For the data below, give again exactly the lines from the one containing "Target: house wall" through the one containing "Target: rear quarter window", both ends included, and no others.

DATA SHOWN:
====

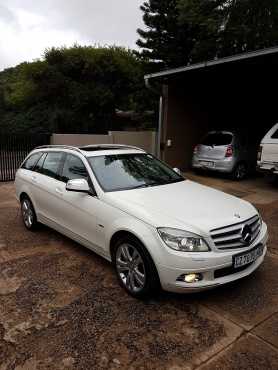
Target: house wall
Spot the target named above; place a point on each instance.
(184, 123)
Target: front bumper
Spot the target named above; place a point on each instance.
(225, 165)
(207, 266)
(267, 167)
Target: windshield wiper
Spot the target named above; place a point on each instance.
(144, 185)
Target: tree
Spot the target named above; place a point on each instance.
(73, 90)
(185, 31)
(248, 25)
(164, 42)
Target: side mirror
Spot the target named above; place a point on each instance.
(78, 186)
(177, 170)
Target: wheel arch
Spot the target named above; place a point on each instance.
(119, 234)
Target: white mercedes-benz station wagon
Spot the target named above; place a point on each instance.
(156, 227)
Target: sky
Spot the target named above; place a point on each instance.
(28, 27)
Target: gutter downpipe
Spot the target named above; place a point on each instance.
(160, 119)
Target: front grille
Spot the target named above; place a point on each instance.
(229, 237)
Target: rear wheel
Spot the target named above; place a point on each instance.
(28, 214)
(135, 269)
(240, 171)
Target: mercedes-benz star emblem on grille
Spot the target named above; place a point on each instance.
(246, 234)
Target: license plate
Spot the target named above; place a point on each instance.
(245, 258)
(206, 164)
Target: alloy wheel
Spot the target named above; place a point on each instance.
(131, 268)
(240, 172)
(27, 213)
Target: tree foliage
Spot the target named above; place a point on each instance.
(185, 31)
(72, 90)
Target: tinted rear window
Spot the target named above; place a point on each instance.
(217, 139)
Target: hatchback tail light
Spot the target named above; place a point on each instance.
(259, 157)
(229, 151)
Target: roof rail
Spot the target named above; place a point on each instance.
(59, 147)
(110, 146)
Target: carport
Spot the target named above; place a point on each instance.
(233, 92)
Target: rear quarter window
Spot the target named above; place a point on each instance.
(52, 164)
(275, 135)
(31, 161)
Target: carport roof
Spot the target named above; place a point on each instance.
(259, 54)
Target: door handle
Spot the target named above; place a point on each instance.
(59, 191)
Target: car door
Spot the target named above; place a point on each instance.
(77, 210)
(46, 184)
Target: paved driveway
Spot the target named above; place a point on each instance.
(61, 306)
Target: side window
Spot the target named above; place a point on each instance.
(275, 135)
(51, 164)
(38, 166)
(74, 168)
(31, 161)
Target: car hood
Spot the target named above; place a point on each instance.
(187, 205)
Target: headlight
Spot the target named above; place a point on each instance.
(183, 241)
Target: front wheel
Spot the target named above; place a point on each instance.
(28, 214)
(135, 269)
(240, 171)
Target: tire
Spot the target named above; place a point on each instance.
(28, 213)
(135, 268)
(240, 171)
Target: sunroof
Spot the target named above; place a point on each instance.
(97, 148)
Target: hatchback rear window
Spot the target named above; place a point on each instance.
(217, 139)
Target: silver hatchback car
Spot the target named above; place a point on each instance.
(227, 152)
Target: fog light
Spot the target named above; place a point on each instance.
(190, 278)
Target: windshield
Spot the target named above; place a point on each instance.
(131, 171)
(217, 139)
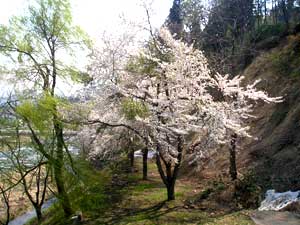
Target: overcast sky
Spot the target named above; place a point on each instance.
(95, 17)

====

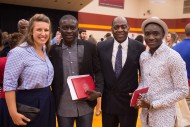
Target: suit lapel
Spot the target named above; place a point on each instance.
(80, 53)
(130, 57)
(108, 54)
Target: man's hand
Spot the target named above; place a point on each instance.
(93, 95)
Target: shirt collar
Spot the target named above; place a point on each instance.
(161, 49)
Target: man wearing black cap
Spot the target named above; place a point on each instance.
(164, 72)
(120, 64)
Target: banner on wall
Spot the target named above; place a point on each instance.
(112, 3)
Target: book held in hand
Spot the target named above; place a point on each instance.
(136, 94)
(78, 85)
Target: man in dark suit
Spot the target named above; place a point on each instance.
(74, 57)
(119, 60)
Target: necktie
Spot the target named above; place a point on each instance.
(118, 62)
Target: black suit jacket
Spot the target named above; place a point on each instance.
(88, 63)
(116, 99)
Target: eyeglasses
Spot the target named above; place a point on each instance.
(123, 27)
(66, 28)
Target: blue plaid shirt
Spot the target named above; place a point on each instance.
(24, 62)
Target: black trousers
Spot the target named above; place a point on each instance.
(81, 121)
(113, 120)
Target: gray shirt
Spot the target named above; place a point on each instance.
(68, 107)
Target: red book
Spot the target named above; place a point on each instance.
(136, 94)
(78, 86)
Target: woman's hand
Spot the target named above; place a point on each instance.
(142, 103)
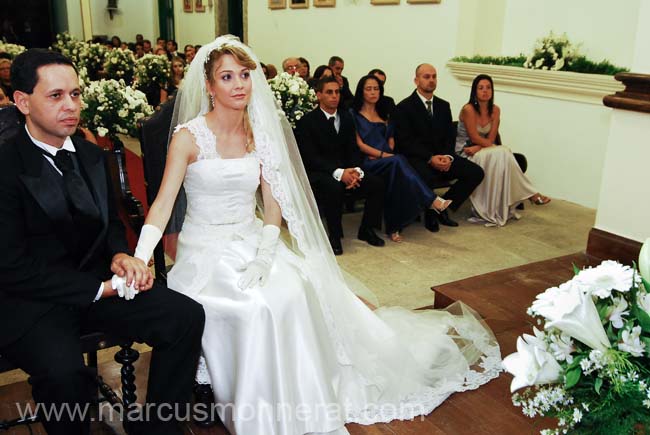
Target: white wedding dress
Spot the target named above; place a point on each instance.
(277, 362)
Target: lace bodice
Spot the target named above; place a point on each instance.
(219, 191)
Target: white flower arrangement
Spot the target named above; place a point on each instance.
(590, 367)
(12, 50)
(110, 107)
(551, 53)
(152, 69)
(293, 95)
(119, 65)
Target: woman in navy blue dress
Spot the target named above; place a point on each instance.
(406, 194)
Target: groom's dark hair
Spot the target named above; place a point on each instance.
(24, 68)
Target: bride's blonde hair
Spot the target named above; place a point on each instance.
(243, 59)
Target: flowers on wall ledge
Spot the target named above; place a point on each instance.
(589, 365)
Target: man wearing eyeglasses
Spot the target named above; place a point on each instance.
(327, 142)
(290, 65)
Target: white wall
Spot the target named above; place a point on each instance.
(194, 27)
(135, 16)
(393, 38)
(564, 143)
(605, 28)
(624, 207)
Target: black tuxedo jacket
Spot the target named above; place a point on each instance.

====

ANSWER TO THIS EXERCISE:
Target: house wall
Spot the target named above; place a point on each instance.
(184, 123)
Target: front bumper
Spot the target named above; place a point on each instance.
(225, 165)
(207, 266)
(267, 167)
Target: windshield wiper
Spot the target named above; place a point on each instance.
(144, 185)
Target: tree
Spot the target named above; place a point on each instance.
(73, 90)
(185, 31)
(248, 25)
(164, 42)
Target: side mirror
Spot the target named above; place a point on each instance.
(78, 186)
(177, 170)
Target: wheel arch
Spot the target named above; place a point on each instance.
(119, 234)
Target: white mercedes-benz station wagon
Spot the target named above; place a point on each instance.
(156, 227)
Target: sky
Spot the target named above; place a point on each instance.
(28, 27)
Target: gutter downpipe
Spot the target named above; place a point on each instance.
(160, 119)
Target: front grille
Spot the target named above; place a point on each instance.
(229, 237)
Target: rear wheel
Spot the target named above; place a point on each instance.
(28, 214)
(135, 269)
(240, 171)
Target: mercedes-benz star emblem on grille
Spot the target named above; place a point on each instance.
(246, 234)
Target: license plate
Spot the target named above; place a point on each instance.
(245, 258)
(206, 164)
Target: alloy wheel
Spot the target named above; place a point on each instance.
(131, 268)
(240, 172)
(27, 213)
Target: tree foliage
Spot the target named above; place a point on each instance.
(185, 31)
(72, 90)
Target: tinted rear window
Spot the target named above; place a point on each instance.
(217, 139)
Target: hatchback tail light
Spot the target named above; place a point on each instance.
(259, 157)
(229, 151)
Target: roof rail
Spot the target named above; place a point on each instance.
(59, 147)
(110, 146)
Target: carport
Spot the target named above; place a point on each instance.
(233, 92)
Target: rear quarter window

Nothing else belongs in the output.